___ DATA EXTRACTS

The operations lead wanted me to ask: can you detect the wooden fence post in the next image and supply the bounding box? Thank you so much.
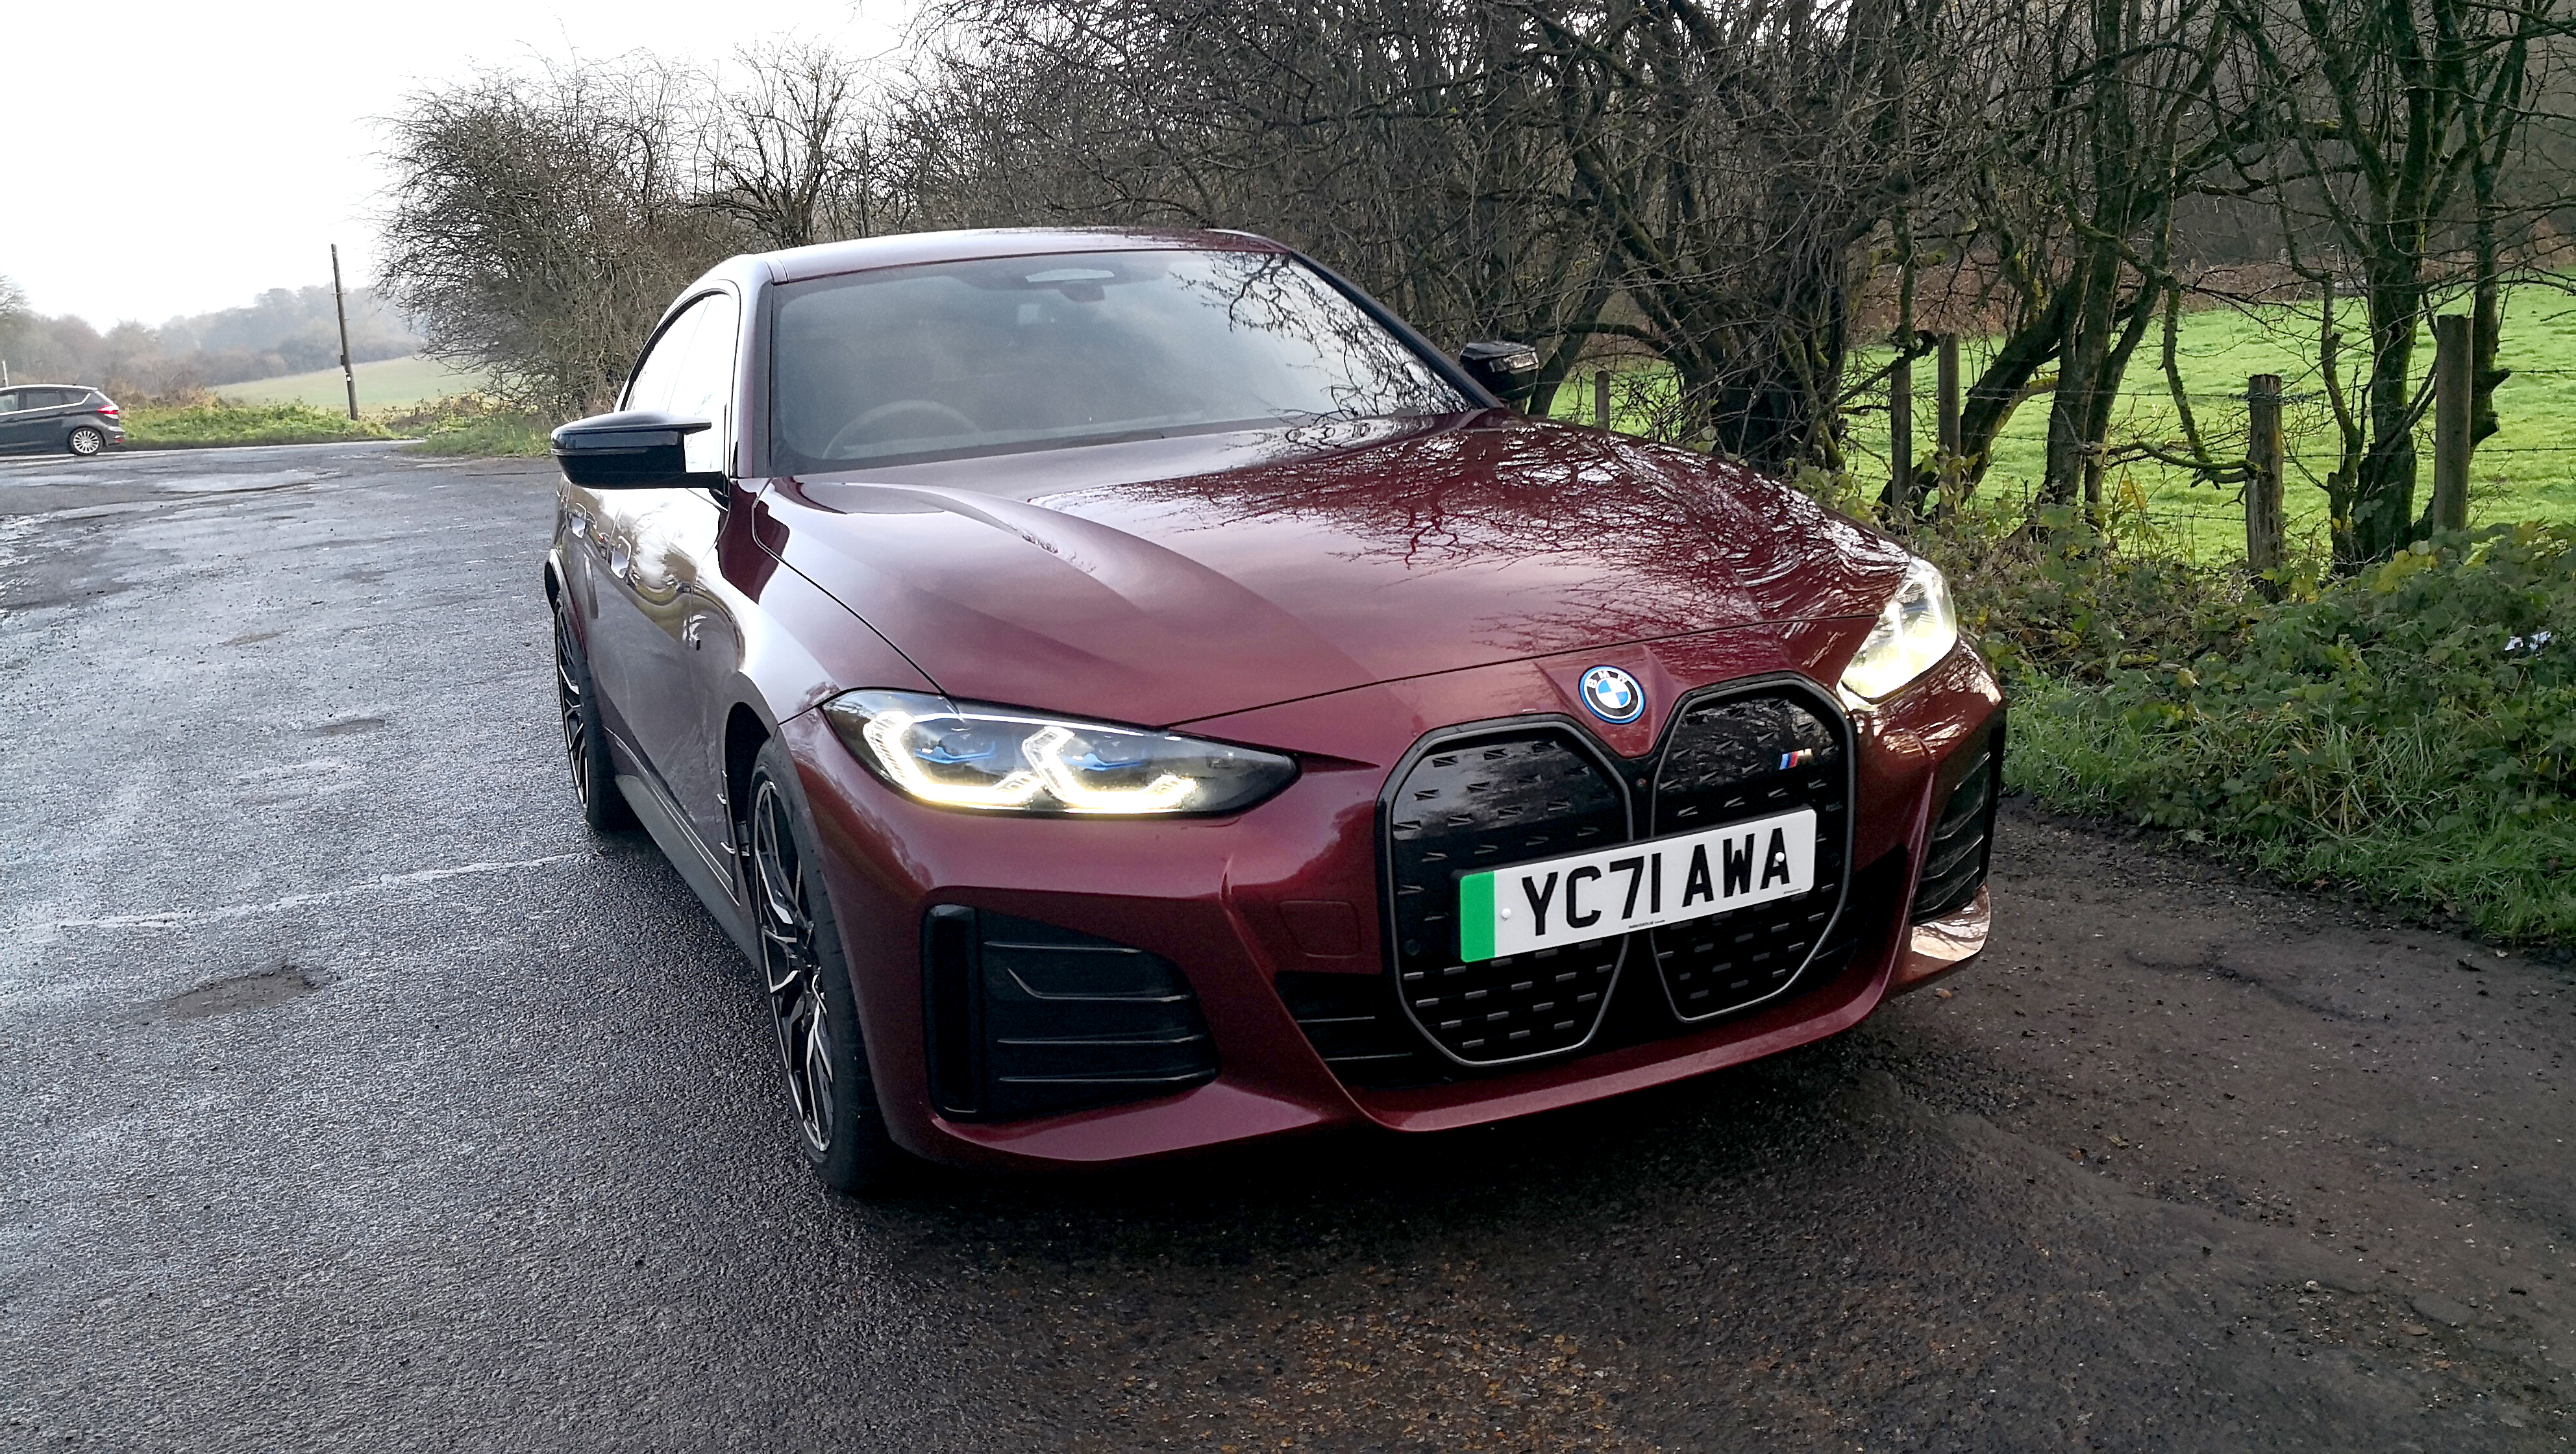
[2432,314,2472,532]
[1935,336,1960,452]
[1594,369,1612,430]
[1890,351,1914,513]
[2246,373,2285,591]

______

• WORK REQUEST:
Everything in the records above should be retyped exactly except the pictures.

• WRITTEN ANSWER:
The operations lead wanted me to ask: can you detect the wooden fence post in the next image and supply the bounding box? Thank you so much.
[2432,314,2472,532]
[1935,336,1960,452]
[1594,369,1612,430]
[1890,351,1914,513]
[2246,373,2285,591]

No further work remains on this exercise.